O próximo julgado a ser analisado na presente seção é o HC nº 652.284/SC, julgado pela Quinta Turma do STJ, de relatoria do Min. Reynaldo Soares da Fonseca julgado em 27/04/2021. O caso concreto tratou de um roubo (art. 157 CPP), em que o suspeito segurou a vítima, dona de estabelecimento comercial pelo braço, que conseguiu se desvencilhar deste e se trancar em uma sala. Aproveitando a ação da vítima, o indivíduo subtraiu itens de valor da loja (BRASIL. Superior Tribunal de Justiça HC nº 652.284/SC. 5ª Turma. Rel.: do Min. Reynaldo Soares da Fonseca. Brasília: STJ, 27/04/2021).
O reconhecimento fotográfico realizado pela vítima foi realizado de forma extrajudicial, sem a devida observância aos requisitos legais:
[…] Que no dia do crime o marido da declarante conversou com pessoas que cuidam de moradores de rua e descobriu um rapaz com as mesmas características relatadas pela declarante. Que lhe foi apresentada uma foto de um indivíduo e a declarante achou muito semelhante ao criminoso. Que todavia era uma foto mais antiga. Que depois de um tempo, talvez no ano seguinte, a declarante fez o reconhecimento pessoal. Que na data do reconhecimento pessoal, já pelo jeito de andar, o mesmo de quando entrou na loja, a declarante já reconheceu o suspeito (BRASIL. Superior Tribunal de Justiça HC nº 652.284/SC. 5ª Turma. Rel.: do Min. Reynaldo Soares da Fonseca. Brasília: STJ, 27/04/2021, online).
No ato do reconhecimento, apenas o réu estava na delegacia em descumprimento do requisito legal (CPP, art. 226; II), e a declarante afirmou que o indivíduo estava diferente da foto, estando mais gordo e “destruído”. Não houve menção à altura, características, peso, detalhes do corpo e face, entre outros, apenas afirmação de que seus olhos eram esbugalhados e pele morena, bem como suas roupas. (BRASIL. Superior Tribunal de Justiça HC nº 652.284/SC. 5ª Turma. Rel.: do Min. Reynaldo Soares da Fonseca. Brasília: STJ, 27/04/2021).
Tanto o reconhecimento fotográfico, com o presencial realizados em sede policial foram realizados sem cumprir os procedimentos descritos em lei, além do fato de após um ano, lapso temporal entre o reconhecimento fotográfico e o reconhecimento presencial, a declarante utilizou características genéricas, como roupas, jeito de andar e olhos esbugalhados como elementos de reconhecimento, ficando clara a inobservância ao art. 226 do CPP. Ressalta-se que o reconhecedor, antes do ato do reconhecimento deve ser indagado sobre algumas características fundamentais dos reconhecidos, como:
O número de agressores; as características e vestimentas do agressor; as condições de luminosidade do local e de visualização do agressor, incluindo o tempo de exposição à sua pessoa e de eventual distância entre ambos; eventual problema de visão que possua, bem como de anterior consumo de álcool ou de substâncias análogas (CENTRO DE APOIO OPERACIONAL DAS PROMOTORIAS CRIMINAIS, DO JÚRI E DE EXECUÇÕES PENAIS, 2022, p. 6).
########################################
TAREFA PROPOSTA A: Edite os registros a partir da linha que contém "Tag the front" até o fim deles, trocando "front side window" por "rear side window" e deixando todo o resto como está.
O trecho e os registros foram tirados de fontes distintas.

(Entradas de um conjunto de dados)
########################################
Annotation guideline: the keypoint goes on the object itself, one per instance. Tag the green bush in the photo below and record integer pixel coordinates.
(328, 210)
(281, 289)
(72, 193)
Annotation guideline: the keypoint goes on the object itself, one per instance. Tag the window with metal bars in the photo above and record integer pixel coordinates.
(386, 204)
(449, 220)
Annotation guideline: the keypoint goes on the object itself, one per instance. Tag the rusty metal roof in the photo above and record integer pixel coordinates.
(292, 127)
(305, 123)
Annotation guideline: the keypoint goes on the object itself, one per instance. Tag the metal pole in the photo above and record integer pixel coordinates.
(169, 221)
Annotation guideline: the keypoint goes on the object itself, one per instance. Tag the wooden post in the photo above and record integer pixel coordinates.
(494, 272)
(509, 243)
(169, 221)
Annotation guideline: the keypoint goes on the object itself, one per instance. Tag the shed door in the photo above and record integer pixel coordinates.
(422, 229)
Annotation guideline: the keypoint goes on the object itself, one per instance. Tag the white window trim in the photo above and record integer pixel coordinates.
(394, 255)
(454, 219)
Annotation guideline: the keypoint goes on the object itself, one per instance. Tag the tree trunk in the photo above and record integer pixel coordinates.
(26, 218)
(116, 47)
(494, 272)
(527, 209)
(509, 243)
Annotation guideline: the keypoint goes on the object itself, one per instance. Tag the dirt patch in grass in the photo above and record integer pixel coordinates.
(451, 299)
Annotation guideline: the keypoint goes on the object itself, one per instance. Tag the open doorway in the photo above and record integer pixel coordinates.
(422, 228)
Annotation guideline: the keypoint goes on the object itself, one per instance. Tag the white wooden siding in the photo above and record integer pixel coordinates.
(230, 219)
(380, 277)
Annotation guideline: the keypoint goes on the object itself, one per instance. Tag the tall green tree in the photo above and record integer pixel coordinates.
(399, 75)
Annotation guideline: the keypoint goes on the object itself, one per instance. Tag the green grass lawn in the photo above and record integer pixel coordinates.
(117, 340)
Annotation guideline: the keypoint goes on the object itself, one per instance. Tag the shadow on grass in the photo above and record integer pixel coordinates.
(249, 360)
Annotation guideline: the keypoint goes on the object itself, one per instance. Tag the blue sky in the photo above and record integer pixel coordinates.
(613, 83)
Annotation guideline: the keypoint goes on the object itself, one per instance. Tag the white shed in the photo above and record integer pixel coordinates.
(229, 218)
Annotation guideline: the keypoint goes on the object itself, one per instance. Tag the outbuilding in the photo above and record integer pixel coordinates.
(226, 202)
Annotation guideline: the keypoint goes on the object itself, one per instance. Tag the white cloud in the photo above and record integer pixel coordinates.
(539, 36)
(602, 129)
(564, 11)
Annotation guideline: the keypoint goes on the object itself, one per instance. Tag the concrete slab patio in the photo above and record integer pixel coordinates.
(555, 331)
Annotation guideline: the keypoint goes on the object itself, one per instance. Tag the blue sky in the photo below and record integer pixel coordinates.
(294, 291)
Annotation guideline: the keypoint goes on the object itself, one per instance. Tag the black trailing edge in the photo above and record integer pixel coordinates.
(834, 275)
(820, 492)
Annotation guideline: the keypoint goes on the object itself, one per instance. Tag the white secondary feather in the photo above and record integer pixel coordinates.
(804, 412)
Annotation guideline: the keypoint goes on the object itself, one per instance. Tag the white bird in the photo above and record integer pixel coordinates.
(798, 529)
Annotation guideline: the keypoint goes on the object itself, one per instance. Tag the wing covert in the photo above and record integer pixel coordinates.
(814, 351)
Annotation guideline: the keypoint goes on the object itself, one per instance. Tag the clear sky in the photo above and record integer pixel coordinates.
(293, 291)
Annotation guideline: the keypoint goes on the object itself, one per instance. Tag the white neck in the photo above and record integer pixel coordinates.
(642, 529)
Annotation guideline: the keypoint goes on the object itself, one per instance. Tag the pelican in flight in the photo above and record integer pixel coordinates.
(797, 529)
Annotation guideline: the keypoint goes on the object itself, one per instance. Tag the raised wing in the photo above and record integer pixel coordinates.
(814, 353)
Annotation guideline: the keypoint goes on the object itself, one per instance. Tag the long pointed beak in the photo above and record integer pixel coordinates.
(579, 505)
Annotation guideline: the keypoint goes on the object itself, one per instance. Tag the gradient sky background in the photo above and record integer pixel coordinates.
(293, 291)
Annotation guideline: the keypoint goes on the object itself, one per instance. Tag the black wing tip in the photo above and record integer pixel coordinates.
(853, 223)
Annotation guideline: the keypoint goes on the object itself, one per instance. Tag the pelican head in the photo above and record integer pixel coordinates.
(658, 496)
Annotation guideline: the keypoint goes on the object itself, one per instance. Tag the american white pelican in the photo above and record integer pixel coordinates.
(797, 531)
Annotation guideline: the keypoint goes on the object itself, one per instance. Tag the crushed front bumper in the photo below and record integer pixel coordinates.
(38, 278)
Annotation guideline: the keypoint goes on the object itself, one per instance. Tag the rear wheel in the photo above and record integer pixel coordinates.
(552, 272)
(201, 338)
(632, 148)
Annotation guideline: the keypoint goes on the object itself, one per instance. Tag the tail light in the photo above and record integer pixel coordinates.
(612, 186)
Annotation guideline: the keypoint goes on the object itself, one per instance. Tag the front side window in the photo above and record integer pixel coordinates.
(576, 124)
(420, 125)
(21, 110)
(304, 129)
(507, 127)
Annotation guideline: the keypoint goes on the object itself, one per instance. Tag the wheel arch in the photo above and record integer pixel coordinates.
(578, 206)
########################################
TAREFA PROPOSTA B: Transcreva fielmente a parte do trecho de origem que começa nas palavras "O reconhecimento fotográfico realizado" e termina após as palavras "STJ, 27/04/2021, online).".

SOLUÇÃO A:
Annotation guideline: the keypoint goes on the object itself, one per instance. Tag the rear side window in the photo above and record integer pixel coordinates.
(576, 124)
(420, 125)
(21, 110)
(304, 129)
(507, 127)
Annotation guideline: the keypoint goes on the object itself, one per instance. Tag the wheel arch in the photo above and record integer pixel coordinates.
(578, 206)

SOLUÇÃO B:
O reconhecimento fotográfico realizado pela vítima foi realizado de forma extrajudicial, sem a devida observância aos requisitos legais:
[…] Que no dia do crime o marido da declarante conversou com pessoas que cuidam de moradores de rua e descobriu um rapaz com as mesmas características relatadas pela declarante. Que lhe foi apresentada uma foto de um indivíduo e a declarante achou muito semelhante ao criminoso. Que todavia era uma foto mais antiga. Que depois de um tempo, talvez no ano seguinte, a declarante fez o reconhecimento pessoal. Que na data do reconhecimento pessoal, já pelo jeito de andar, o mesmo de quando entrou na loja, a declarante já reconheceu o suspeito (BRASIL. Superior Tribunal de Justiça HC nº 652.284/SC. 5ª Turma. Rel.: do Min. Reynaldo Soares da Fonseca. Brasília: STJ, 27/04/2021, online).